>> Start Data shown
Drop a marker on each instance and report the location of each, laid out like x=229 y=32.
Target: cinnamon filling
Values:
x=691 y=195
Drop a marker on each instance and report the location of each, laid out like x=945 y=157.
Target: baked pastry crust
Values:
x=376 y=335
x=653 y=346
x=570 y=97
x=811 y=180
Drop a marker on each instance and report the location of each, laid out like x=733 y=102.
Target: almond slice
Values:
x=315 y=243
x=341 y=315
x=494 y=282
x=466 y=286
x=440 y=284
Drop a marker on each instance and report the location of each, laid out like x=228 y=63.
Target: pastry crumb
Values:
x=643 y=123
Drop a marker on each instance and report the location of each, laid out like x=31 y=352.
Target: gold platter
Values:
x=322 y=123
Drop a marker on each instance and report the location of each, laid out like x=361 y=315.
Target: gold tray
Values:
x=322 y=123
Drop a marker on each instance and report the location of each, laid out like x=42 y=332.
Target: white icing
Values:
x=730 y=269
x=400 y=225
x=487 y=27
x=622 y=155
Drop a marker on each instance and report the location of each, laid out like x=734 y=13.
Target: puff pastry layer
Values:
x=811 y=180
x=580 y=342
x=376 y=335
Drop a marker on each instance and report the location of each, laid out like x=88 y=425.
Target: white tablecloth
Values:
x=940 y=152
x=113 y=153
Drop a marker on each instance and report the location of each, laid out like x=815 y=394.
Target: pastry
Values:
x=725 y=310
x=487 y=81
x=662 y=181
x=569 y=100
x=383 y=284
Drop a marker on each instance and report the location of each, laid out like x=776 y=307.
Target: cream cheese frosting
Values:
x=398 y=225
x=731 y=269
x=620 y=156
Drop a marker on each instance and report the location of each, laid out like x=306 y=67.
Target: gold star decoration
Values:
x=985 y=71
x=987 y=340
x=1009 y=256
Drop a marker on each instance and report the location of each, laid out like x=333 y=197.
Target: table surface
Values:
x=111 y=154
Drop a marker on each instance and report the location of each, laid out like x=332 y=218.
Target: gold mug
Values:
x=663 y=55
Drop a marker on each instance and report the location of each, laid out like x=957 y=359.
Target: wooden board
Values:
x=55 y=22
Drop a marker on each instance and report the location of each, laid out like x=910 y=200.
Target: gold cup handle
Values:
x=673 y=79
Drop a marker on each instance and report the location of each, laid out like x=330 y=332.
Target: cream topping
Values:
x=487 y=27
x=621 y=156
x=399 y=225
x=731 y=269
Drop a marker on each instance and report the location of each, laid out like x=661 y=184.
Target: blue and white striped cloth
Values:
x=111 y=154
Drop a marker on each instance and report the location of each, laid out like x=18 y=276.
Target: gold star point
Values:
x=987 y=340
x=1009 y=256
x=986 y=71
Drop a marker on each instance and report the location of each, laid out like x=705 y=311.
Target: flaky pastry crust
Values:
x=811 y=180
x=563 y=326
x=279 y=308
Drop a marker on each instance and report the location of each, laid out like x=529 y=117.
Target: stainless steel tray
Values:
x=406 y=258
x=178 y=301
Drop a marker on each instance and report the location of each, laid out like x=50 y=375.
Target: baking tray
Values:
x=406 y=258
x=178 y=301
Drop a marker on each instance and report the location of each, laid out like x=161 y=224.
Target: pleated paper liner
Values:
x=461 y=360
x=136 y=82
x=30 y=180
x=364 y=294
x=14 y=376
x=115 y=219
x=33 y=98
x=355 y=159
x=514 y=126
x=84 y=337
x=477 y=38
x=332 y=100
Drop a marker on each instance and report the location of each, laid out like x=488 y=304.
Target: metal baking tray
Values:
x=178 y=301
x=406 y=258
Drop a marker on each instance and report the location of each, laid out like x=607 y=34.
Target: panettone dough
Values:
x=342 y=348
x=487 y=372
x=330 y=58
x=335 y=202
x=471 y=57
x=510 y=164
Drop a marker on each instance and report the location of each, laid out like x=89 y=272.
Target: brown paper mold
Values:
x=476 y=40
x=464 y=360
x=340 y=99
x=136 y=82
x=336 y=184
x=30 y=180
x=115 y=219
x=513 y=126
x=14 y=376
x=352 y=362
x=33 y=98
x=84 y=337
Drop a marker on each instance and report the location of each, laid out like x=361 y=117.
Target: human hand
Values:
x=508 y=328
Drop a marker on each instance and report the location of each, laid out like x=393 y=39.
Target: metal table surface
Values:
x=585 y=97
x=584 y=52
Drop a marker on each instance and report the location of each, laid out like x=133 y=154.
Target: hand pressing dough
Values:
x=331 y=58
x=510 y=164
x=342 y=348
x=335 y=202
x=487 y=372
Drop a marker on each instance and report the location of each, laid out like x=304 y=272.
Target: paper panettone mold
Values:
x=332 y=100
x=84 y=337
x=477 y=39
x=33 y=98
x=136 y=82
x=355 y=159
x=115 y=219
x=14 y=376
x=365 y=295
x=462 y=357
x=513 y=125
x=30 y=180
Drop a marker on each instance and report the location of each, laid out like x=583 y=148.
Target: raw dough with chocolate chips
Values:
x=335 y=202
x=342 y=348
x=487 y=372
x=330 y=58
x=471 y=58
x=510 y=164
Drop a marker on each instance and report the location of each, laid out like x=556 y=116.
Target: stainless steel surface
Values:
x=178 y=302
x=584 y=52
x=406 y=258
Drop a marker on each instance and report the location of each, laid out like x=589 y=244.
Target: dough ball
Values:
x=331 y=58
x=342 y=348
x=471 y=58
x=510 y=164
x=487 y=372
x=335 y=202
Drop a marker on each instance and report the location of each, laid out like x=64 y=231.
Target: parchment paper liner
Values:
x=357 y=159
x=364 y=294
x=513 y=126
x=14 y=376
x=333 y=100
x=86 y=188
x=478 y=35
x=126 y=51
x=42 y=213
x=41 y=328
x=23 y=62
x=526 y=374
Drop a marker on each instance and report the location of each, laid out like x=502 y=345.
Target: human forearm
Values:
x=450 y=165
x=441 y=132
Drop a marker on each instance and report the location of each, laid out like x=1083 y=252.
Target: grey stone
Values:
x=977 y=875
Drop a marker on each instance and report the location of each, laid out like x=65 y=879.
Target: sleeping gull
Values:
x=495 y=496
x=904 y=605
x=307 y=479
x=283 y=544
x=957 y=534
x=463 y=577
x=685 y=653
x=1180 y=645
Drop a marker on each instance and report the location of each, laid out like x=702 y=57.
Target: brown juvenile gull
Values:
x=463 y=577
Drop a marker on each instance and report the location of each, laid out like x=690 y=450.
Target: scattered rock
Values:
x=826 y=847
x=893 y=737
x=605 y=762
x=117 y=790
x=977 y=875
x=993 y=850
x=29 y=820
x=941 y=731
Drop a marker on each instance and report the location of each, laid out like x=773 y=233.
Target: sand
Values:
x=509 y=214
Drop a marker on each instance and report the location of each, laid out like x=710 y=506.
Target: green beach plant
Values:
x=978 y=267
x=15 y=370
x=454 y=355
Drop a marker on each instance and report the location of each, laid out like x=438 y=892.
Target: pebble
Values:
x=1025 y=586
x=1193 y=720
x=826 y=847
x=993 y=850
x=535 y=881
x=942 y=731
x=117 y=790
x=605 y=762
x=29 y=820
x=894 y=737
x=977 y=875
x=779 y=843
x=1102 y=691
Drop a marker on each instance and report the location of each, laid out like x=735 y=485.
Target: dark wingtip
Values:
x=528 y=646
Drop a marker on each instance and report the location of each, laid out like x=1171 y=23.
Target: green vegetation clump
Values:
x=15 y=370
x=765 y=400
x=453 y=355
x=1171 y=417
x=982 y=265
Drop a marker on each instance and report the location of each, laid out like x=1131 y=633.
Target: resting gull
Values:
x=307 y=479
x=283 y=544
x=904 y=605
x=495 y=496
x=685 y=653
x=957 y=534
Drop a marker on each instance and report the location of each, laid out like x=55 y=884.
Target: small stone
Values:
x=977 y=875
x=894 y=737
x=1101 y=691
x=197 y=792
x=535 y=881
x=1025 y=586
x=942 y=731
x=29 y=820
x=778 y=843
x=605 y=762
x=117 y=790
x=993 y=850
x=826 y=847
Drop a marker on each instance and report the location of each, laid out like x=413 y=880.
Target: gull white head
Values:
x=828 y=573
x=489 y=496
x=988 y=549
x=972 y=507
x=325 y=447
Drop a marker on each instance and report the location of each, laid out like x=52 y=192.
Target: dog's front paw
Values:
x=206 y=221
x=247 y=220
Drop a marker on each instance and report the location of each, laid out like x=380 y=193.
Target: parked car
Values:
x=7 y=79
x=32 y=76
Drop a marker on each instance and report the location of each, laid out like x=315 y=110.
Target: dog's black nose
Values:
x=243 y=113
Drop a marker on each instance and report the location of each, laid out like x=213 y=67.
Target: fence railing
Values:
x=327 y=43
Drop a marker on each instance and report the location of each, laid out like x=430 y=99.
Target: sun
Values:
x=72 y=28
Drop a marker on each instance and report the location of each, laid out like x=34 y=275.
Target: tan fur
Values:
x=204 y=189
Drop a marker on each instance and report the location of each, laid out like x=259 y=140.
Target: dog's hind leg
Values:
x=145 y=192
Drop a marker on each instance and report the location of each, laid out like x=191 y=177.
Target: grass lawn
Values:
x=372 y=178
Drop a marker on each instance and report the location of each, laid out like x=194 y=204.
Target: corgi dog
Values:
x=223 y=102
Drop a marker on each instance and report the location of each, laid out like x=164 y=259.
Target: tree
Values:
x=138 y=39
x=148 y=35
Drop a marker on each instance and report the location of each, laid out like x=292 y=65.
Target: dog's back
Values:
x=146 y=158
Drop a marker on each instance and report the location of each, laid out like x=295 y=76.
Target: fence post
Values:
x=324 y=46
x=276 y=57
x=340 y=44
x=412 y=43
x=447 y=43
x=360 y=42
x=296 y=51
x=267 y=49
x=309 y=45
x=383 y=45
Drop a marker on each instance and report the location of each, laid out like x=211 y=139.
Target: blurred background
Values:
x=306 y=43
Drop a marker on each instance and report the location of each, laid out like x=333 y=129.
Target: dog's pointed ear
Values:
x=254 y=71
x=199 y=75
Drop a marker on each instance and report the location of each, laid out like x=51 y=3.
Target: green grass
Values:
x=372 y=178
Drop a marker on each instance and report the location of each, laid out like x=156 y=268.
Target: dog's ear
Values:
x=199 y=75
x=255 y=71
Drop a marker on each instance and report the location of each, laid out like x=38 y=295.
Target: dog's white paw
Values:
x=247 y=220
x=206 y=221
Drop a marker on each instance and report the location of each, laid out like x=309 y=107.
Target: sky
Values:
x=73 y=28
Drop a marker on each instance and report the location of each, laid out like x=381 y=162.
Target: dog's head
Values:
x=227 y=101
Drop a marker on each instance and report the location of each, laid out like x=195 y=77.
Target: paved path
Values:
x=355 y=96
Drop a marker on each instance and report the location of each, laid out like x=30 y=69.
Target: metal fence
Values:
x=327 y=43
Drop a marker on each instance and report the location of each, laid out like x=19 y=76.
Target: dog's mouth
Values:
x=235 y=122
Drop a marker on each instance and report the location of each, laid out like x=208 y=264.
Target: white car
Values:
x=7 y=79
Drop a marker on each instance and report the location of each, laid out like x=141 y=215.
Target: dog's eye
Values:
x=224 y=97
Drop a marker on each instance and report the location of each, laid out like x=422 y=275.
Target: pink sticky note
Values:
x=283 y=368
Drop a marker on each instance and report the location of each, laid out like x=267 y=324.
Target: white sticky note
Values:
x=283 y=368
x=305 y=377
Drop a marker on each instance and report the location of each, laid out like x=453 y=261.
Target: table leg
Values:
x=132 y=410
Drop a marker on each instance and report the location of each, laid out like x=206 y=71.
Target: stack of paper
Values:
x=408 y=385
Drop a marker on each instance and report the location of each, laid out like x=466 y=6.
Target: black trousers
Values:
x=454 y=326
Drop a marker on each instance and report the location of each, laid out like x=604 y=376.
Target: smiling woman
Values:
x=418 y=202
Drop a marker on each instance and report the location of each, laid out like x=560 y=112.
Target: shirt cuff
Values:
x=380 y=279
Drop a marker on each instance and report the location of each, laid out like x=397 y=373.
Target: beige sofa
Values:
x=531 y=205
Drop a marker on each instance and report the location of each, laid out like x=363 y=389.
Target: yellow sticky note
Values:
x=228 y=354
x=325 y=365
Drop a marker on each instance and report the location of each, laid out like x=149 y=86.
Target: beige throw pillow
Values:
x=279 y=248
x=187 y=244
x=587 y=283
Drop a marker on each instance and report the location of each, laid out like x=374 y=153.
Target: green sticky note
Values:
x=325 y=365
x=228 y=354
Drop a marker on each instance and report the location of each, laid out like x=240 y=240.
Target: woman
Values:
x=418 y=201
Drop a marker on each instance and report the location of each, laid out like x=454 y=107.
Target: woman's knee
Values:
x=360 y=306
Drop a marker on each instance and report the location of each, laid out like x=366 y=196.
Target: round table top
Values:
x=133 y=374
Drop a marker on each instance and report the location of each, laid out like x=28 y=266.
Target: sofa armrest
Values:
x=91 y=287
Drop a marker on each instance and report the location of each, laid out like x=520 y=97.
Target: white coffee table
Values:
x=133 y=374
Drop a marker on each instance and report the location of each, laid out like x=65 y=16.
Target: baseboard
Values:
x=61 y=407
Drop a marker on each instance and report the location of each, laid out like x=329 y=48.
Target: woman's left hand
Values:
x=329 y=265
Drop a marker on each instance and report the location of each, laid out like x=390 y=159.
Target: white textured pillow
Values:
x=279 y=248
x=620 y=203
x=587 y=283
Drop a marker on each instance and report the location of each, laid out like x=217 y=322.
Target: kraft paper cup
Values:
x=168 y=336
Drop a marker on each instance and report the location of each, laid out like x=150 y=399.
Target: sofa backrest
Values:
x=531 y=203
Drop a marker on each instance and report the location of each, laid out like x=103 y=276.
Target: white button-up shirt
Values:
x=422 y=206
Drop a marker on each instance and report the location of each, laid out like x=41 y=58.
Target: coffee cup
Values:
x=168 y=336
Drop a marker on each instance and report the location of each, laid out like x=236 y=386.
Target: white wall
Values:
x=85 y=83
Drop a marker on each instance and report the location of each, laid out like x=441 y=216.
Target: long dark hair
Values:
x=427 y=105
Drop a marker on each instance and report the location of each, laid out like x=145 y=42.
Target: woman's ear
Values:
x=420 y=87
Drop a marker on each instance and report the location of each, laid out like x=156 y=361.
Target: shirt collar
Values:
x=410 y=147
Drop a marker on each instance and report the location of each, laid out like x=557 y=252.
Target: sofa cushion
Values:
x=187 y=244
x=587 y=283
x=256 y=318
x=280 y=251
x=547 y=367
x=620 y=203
>> End Data shown
Directive: Reproduce without any change the lines of the material above, from the line containing "like x=363 y=389." through the line containing "x=418 y=201", with both of those lines included.

Output:
Drop a marker on each instance and report the location of each, laid out like x=363 y=389.
Target: yellow sticky note
Values:
x=228 y=354
x=325 y=365
Drop a marker on each instance and report the location of each, laid out like x=149 y=86.
Target: beige throw pillow
Values:
x=279 y=248
x=187 y=244
x=587 y=283
Drop a marker on each instance and report the location of each, laid out like x=374 y=153.
Target: green sticky note
Values:
x=325 y=365
x=228 y=354
Drop a marker on each instance and report the location of each, laid out like x=240 y=240.
Target: woman
Values:
x=418 y=201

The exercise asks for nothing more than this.